__Assigned task 1__
Reproduce word for word the part of the article on South Africa's health Bills between "With just a" and "Parliament this session.", inclusive.
__Assigned task 2__
According to the article on South Africa's health Bills, who chairs Parliament's health committee?

Segment Start: Excerpted passage

A power struggle over the future of South Africa’s healthcare appears to have left the two key pieces of legislation staggering through Parliament — or not being enacted at all, depending on who one asks.
Elements within Cosatu have been leading the charge against the Medical Schemes Amendment Bill and the National Health Amendment (NHA) Bill as part of a wider attack on the medical aid industry. They are calling for all national spending on health — totalling about 8,5% of the GDP — to be diverted into a single state health supplier.
The two Bills were submitted to Parliament by the Department of Health with the intention of strengthening the regulation and stability of the healthcare industry and controlling costs.
But the envisaged strengthening of private medical schemes is the key reason why Cosatu is opposing the legislation. The union federation has called for the medical scheme industry to be fundamentally changed, if not completely abolished.
In a presentation made in July, National Education, Health and Allied Workers Union’s (Nehawu) head of strategy and policy, Tebogo Phadu, said that “eliminating private medical schemes (along with other “middle-men” in the sector) would be essential for containment of healthcare costs”.
Phadu estimated that between R30-billion and R40-billion a year in total healthcare expenditure could be saved by a national health insurance scheme, although the scheme would need to be funded by increased taxation.
With just a few weeks to go in this year’s legislative programme the progress of the Bills through parliament’s approval processes has been keenly watched — and contested — by myriad stakeholders.
Officially there has been no decision on the future of the Bills — according to one senior health department official, even the director general, Thami Mseleku, does not know what will happen to his own legislation.
But it appears to be accepted that the NHA will not go through Parliament this session.
The fate of the Medical Schemes Act seems even more unclear. Phadu told the Mail & Guardian that the Bill will go through minus one vital component — an assertion confirmed by a senior ANC source and another individual who sat in on a meeting of the ANC health and education sub-committee last month.
Others involved in the process say the Medical Schemes Amendment Bill will either be officially withdrawn or effectively filibustered out of this parliamentary session, which only has weeks to run.
Meanwhile, the man who should be able to cut through the confusion — parliamentary health committee chair James Ngculu — flatly contradicted all these assertions.
Ngculu said that neither Bill has come under discussion, or has even been published for public comment, and that no date has been set for public hearings.

Segment End: Excerpted passage
Segment Start: Records

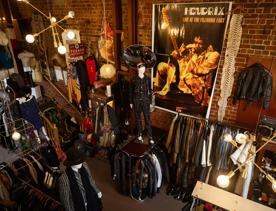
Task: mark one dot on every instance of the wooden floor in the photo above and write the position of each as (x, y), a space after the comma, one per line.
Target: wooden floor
(114, 201)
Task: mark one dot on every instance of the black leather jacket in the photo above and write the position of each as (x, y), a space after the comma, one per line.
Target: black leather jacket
(255, 82)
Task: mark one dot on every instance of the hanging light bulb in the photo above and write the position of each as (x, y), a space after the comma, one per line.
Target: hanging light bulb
(71, 14)
(29, 38)
(223, 181)
(61, 49)
(274, 186)
(107, 71)
(53, 20)
(71, 35)
(164, 25)
(16, 136)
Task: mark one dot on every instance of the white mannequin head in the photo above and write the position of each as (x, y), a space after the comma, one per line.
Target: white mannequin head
(141, 69)
(76, 167)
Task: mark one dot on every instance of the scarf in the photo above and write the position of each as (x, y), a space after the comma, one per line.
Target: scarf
(93, 202)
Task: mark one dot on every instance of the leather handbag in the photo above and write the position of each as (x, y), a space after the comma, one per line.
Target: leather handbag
(267, 126)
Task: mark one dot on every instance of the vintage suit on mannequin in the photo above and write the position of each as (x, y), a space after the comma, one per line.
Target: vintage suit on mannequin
(140, 98)
(77, 189)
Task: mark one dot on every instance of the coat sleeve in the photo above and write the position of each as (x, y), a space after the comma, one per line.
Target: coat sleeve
(131, 91)
(240, 85)
(92, 181)
(267, 91)
(65, 193)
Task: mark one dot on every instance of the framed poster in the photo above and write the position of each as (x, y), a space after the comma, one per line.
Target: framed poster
(187, 40)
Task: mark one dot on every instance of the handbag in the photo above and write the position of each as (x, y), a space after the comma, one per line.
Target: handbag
(267, 126)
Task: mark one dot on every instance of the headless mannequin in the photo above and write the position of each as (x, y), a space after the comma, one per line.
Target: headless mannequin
(142, 107)
(26, 99)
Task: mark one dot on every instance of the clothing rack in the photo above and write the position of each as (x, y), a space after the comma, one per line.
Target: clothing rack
(46, 195)
(205, 119)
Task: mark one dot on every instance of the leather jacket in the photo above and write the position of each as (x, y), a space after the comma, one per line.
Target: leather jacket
(255, 82)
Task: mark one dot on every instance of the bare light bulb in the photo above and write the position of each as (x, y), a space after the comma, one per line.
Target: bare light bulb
(71, 35)
(107, 71)
(61, 49)
(16, 136)
(71, 14)
(223, 181)
(274, 186)
(228, 137)
(164, 25)
(53, 20)
(29, 38)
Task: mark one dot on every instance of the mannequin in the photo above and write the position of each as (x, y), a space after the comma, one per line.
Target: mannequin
(30, 112)
(140, 100)
(77, 189)
(25, 58)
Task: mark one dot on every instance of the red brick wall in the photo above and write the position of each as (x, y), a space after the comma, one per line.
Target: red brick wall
(258, 39)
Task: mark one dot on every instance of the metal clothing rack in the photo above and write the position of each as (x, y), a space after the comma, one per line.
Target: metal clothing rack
(204, 119)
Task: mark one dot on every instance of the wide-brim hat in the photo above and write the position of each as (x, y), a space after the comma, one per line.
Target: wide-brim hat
(74, 157)
(135, 54)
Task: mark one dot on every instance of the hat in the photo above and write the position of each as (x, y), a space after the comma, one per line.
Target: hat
(74, 157)
(136, 54)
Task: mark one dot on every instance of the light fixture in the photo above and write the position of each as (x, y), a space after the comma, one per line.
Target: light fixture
(71, 14)
(229, 139)
(107, 71)
(53, 26)
(29, 38)
(53, 20)
(164, 25)
(274, 185)
(16, 136)
(61, 49)
(71, 35)
(241, 138)
(223, 181)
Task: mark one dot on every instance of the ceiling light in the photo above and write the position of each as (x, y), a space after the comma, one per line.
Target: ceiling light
(71, 14)
(61, 49)
(223, 181)
(16, 136)
(71, 35)
(53, 20)
(29, 38)
(274, 186)
(107, 71)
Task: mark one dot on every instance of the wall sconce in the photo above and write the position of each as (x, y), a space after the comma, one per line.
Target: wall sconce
(30, 38)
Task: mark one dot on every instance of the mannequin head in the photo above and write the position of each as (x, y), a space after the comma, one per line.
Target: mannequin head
(141, 69)
(76, 167)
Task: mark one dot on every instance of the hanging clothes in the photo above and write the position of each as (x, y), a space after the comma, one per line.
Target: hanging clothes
(30, 111)
(79, 196)
(255, 82)
(91, 67)
(84, 83)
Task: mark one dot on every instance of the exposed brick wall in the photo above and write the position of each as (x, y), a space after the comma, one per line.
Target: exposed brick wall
(258, 39)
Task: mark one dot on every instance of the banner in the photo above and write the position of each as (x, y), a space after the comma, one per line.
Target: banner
(188, 40)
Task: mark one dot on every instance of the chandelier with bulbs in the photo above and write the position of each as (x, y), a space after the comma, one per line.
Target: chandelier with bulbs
(30, 38)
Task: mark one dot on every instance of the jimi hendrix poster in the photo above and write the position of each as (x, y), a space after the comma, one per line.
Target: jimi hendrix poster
(187, 40)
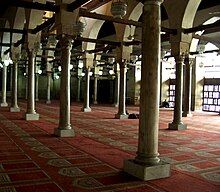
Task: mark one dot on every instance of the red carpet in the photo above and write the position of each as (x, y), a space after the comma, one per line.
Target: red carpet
(33, 159)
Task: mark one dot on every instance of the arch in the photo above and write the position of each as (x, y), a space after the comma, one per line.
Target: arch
(190, 13)
(93, 34)
(6, 38)
(34, 18)
(19, 22)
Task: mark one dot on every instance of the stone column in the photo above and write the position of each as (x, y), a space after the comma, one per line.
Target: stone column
(48, 101)
(86, 107)
(36, 86)
(188, 89)
(177, 123)
(31, 113)
(117, 87)
(95, 89)
(78, 88)
(147, 165)
(4, 86)
(122, 93)
(14, 96)
(65, 129)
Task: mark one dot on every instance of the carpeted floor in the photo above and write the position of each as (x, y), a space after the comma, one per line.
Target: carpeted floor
(32, 159)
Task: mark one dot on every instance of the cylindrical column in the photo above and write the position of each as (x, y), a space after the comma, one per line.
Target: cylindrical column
(48, 101)
(122, 93)
(78, 88)
(188, 85)
(4, 86)
(95, 89)
(14, 99)
(86, 107)
(65, 129)
(31, 113)
(147, 165)
(177, 123)
(36, 86)
(117, 87)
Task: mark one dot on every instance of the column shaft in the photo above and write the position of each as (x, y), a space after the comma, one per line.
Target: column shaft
(95, 89)
(122, 93)
(117, 87)
(177, 123)
(14, 100)
(147, 165)
(65, 129)
(48, 101)
(78, 89)
(31, 113)
(188, 84)
(4, 86)
(86, 107)
(36, 86)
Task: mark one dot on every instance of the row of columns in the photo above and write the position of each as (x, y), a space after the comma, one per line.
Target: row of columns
(147, 164)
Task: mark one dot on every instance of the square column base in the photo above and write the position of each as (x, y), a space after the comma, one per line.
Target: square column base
(144, 172)
(87, 109)
(121, 116)
(187, 115)
(115, 105)
(4, 105)
(64, 132)
(48, 102)
(174, 126)
(31, 117)
(14, 109)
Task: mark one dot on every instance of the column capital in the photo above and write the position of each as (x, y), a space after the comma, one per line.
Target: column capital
(65, 42)
(153, 2)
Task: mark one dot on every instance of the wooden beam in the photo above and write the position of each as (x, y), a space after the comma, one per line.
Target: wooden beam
(8, 30)
(43, 25)
(5, 44)
(76, 4)
(88, 14)
(99, 41)
(212, 26)
(33, 5)
(85, 13)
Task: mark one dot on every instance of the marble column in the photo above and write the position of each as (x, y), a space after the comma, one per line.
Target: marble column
(31, 113)
(147, 165)
(78, 88)
(26, 87)
(48, 101)
(188, 89)
(14, 96)
(122, 93)
(4, 86)
(86, 107)
(117, 87)
(95, 89)
(65, 128)
(36, 86)
(177, 123)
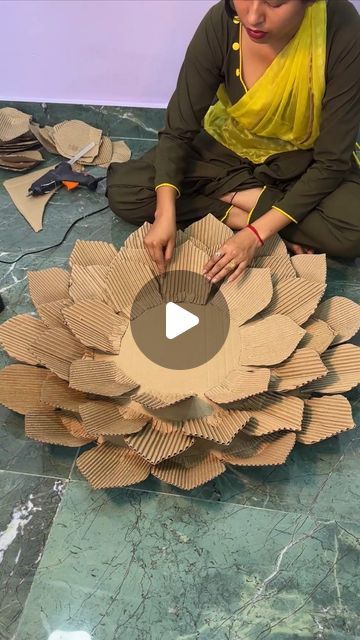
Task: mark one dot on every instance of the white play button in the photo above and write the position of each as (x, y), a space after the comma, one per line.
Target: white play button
(178, 320)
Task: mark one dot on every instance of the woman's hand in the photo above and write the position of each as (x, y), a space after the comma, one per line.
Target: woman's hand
(233, 257)
(160, 240)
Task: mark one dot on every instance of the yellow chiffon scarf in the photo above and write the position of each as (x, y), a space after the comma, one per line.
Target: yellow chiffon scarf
(282, 111)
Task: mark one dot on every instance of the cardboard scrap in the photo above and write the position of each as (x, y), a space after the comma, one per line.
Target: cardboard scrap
(32, 209)
(17, 336)
(107, 466)
(325, 417)
(342, 315)
(20, 387)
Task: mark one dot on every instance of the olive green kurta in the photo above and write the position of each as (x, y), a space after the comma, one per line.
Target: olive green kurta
(319, 188)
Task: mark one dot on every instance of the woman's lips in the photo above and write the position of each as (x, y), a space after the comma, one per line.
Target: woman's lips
(257, 35)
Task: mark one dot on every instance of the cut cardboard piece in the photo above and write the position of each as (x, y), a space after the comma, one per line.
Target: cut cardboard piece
(88, 283)
(51, 312)
(318, 336)
(96, 325)
(45, 136)
(343, 364)
(48, 285)
(101, 378)
(159, 441)
(124, 282)
(204, 468)
(239, 384)
(310, 267)
(273, 412)
(92, 252)
(269, 341)
(17, 336)
(303, 366)
(31, 208)
(296, 299)
(210, 232)
(221, 427)
(45, 425)
(342, 315)
(325, 417)
(71, 136)
(248, 451)
(20, 387)
(280, 266)
(57, 394)
(13, 123)
(107, 418)
(247, 296)
(107, 466)
(56, 349)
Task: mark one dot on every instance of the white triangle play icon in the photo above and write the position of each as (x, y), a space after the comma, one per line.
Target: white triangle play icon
(178, 320)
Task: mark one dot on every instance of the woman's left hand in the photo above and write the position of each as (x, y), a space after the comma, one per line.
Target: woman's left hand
(233, 257)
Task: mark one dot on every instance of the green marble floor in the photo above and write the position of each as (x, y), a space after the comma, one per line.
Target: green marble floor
(258, 554)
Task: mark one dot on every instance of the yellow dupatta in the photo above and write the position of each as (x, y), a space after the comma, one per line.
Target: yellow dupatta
(282, 111)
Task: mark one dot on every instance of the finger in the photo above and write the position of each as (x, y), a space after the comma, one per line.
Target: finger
(213, 260)
(237, 273)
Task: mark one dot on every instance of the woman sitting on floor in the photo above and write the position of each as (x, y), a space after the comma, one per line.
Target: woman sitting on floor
(276, 151)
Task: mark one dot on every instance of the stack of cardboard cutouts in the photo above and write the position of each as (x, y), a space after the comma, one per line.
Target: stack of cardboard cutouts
(17, 143)
(278, 378)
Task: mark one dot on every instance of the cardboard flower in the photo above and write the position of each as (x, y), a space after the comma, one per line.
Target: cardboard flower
(277, 379)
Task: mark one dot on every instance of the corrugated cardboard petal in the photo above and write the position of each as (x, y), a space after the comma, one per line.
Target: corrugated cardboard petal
(268, 341)
(76, 428)
(107, 466)
(249, 451)
(51, 312)
(205, 468)
(56, 349)
(45, 425)
(106, 418)
(343, 363)
(209, 231)
(136, 239)
(318, 336)
(342, 315)
(280, 266)
(48, 285)
(124, 281)
(92, 252)
(158, 441)
(221, 427)
(96, 325)
(304, 366)
(152, 400)
(273, 412)
(17, 336)
(32, 208)
(324, 417)
(310, 267)
(20, 387)
(88, 283)
(296, 299)
(239, 384)
(101, 378)
(247, 296)
(57, 394)
(71, 136)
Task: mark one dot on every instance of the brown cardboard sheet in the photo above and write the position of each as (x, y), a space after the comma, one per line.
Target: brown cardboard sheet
(31, 208)
(107, 466)
(342, 315)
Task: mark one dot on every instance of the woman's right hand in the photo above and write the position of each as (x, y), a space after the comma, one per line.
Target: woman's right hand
(160, 240)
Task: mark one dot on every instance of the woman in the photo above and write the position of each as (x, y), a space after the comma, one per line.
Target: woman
(275, 153)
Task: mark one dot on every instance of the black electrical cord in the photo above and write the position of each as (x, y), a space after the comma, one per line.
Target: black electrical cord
(53, 246)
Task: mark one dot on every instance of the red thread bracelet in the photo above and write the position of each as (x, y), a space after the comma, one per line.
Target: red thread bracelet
(250, 226)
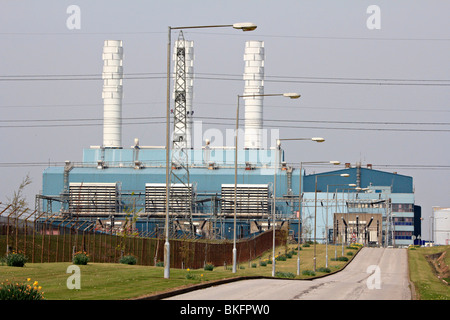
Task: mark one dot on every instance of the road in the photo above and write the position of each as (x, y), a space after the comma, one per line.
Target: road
(374, 274)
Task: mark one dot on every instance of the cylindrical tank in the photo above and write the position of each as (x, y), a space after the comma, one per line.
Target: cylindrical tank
(112, 93)
(254, 84)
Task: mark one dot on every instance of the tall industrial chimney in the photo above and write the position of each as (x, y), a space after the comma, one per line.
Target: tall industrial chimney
(112, 93)
(254, 84)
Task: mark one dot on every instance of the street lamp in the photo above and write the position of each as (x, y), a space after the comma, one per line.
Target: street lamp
(300, 199)
(287, 95)
(316, 139)
(315, 209)
(326, 222)
(244, 26)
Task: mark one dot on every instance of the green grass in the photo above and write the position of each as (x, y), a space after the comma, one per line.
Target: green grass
(100, 281)
(427, 285)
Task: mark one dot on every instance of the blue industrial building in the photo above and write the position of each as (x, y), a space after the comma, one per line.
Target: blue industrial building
(112, 183)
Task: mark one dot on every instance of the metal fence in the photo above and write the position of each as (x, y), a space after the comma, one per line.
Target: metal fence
(44, 241)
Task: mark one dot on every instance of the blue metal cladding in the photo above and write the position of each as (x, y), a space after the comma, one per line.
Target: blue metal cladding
(399, 183)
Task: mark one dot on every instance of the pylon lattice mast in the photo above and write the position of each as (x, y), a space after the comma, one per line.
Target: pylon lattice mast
(180, 186)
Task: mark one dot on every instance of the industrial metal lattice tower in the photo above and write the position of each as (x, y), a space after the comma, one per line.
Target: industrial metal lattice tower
(179, 170)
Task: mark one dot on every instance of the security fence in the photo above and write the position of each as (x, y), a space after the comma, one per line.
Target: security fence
(57, 241)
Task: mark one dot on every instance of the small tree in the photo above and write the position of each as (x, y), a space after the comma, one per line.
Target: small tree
(18, 201)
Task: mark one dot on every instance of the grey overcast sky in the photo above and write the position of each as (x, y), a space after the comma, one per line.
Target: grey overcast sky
(378, 96)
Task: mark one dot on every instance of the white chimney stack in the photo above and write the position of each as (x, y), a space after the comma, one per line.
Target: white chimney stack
(112, 93)
(254, 84)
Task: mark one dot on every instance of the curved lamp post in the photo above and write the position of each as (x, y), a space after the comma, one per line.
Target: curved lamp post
(244, 26)
(290, 95)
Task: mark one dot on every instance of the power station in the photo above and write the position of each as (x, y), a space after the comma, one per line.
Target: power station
(114, 183)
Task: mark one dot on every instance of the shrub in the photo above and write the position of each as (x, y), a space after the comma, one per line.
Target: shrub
(288, 275)
(308, 273)
(191, 276)
(129, 259)
(21, 291)
(281, 258)
(15, 259)
(80, 258)
(342, 259)
(208, 267)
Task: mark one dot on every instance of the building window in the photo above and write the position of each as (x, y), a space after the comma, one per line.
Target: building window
(403, 235)
(402, 207)
(403, 221)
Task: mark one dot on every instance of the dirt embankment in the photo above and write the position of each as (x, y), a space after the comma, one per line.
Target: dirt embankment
(441, 269)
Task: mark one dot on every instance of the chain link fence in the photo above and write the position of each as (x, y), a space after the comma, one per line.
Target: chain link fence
(49, 240)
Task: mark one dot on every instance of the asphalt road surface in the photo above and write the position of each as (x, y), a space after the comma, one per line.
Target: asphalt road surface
(374, 274)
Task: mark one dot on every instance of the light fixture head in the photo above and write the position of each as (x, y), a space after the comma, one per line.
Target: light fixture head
(292, 95)
(245, 26)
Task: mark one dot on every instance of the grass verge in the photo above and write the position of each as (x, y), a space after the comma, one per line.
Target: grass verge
(103, 281)
(427, 284)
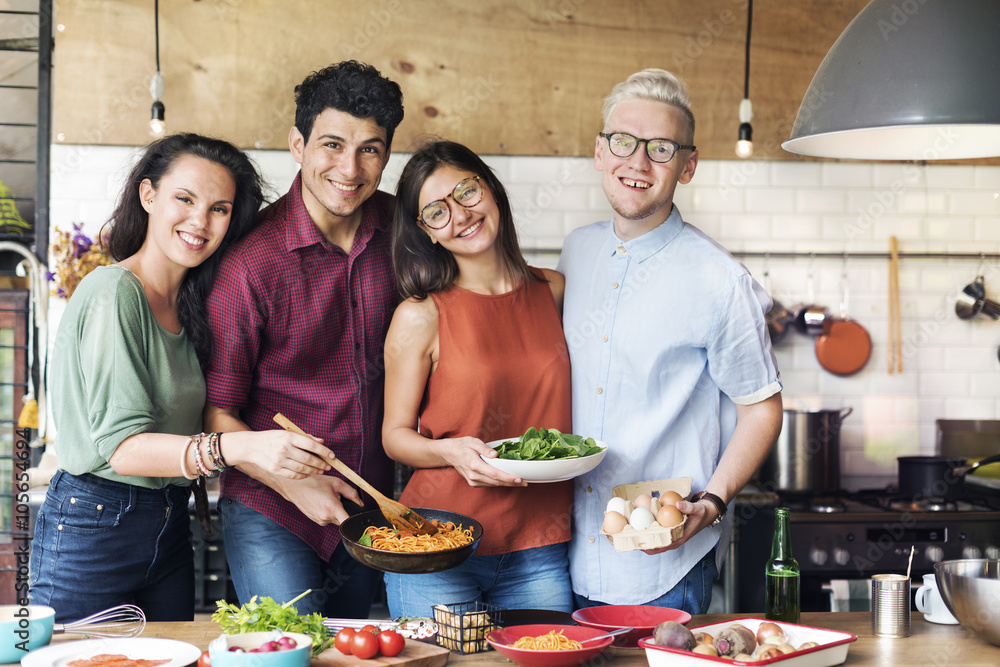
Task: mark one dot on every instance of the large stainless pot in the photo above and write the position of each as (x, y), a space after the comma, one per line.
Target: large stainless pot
(806, 456)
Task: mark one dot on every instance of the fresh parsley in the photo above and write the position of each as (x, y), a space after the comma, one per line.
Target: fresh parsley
(545, 444)
(266, 614)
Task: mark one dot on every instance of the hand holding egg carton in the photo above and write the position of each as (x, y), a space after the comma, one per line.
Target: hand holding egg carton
(643, 515)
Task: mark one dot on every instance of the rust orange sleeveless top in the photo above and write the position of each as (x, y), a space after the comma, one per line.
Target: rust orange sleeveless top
(502, 367)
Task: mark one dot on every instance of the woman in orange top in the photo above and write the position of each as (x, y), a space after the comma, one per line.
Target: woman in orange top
(475, 353)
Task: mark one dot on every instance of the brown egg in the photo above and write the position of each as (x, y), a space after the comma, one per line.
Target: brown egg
(614, 522)
(670, 498)
(669, 516)
(644, 500)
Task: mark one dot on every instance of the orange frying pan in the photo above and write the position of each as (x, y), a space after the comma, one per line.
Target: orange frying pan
(844, 346)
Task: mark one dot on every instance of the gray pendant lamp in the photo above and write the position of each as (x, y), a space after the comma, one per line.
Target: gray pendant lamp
(907, 80)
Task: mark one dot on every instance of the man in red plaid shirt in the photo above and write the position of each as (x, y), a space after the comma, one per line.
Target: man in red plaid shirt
(299, 312)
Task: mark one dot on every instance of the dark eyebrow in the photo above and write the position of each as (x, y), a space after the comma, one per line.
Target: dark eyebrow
(373, 140)
(221, 201)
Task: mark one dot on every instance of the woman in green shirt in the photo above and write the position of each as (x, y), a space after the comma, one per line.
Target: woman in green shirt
(128, 392)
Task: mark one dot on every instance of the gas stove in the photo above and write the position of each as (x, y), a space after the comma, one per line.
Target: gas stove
(853, 535)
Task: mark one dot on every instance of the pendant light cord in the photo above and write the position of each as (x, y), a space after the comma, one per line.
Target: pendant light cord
(746, 70)
(156, 23)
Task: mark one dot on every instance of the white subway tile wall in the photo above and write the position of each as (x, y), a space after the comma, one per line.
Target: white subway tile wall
(950, 366)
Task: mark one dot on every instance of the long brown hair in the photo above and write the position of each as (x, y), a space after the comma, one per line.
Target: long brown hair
(125, 232)
(423, 267)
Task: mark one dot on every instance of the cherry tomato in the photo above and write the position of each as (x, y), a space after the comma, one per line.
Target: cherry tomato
(390, 643)
(343, 640)
(364, 645)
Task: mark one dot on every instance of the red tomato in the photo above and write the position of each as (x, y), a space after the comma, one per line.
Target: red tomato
(364, 645)
(390, 643)
(342, 641)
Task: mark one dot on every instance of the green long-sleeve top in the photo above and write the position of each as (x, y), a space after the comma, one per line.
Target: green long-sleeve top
(115, 373)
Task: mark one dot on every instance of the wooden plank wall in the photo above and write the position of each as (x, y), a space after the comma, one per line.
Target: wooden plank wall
(505, 77)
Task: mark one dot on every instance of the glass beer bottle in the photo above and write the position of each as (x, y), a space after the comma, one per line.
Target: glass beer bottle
(781, 589)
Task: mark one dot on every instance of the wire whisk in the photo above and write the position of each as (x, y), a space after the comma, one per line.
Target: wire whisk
(125, 620)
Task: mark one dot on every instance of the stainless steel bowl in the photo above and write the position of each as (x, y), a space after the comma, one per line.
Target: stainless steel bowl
(971, 590)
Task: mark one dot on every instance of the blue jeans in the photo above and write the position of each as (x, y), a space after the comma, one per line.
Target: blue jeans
(531, 579)
(267, 560)
(692, 594)
(100, 543)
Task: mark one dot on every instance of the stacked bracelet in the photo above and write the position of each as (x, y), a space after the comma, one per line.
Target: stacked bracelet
(198, 461)
(215, 452)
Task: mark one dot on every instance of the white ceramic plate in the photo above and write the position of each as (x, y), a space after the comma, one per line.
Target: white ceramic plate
(60, 654)
(540, 472)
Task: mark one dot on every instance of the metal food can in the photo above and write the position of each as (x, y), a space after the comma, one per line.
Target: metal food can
(890, 605)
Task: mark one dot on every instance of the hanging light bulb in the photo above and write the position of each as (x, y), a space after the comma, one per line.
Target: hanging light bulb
(744, 145)
(744, 142)
(157, 120)
(158, 113)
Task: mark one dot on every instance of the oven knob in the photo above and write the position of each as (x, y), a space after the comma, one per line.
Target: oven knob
(972, 552)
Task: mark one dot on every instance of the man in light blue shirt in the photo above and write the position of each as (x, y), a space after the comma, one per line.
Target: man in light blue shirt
(672, 363)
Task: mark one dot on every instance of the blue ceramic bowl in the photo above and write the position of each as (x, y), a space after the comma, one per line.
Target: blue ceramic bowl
(23, 629)
(297, 657)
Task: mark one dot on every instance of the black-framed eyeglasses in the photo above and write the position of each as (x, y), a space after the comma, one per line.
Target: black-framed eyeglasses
(437, 214)
(623, 144)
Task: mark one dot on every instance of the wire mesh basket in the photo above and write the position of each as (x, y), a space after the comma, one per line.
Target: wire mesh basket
(462, 627)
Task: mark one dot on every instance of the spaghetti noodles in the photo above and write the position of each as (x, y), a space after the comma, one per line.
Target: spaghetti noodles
(449, 536)
(554, 640)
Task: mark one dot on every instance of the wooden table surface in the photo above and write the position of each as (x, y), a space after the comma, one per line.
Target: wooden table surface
(929, 644)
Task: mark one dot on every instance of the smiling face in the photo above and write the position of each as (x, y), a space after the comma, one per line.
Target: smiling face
(189, 211)
(342, 163)
(470, 231)
(641, 191)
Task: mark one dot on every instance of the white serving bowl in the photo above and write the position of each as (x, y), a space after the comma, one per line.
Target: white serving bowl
(539, 472)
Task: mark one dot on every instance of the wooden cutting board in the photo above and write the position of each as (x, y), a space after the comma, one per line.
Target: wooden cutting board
(415, 654)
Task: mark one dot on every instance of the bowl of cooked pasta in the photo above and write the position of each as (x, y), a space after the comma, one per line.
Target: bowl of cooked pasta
(547, 645)
(372, 541)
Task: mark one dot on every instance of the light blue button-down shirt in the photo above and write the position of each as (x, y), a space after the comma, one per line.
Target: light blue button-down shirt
(665, 333)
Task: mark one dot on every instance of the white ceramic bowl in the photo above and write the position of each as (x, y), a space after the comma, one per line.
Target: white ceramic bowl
(538, 472)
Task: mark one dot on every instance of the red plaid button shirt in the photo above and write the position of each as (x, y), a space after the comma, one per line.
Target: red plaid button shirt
(298, 328)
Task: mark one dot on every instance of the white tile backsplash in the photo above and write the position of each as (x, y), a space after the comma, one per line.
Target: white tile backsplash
(951, 368)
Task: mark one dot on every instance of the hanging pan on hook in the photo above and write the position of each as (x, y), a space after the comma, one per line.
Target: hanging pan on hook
(844, 346)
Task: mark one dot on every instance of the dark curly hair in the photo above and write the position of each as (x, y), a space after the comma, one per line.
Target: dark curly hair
(423, 267)
(353, 88)
(125, 232)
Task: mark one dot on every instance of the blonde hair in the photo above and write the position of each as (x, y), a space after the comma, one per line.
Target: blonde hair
(654, 85)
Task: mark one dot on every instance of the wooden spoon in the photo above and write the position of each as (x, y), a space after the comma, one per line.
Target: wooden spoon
(398, 514)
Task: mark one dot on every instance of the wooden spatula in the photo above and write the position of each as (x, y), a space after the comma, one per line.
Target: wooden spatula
(398, 514)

Segment End: Records

__Task solution 1__
With just a few weeks to go in this year’s legislative programme the progress of the Bills through parliament’s approval processes has been keenly watched — and contested — by myriad stakeholders.
Officially there has been no decision on the future of the Bills — according to one senior health department official, even the director general, Thami Mseleku, does not know what will happen to his own legislation.
But it appears to be accepted that the NHA will not go through Parliament this session.

__Task solution 2__
James Ngculu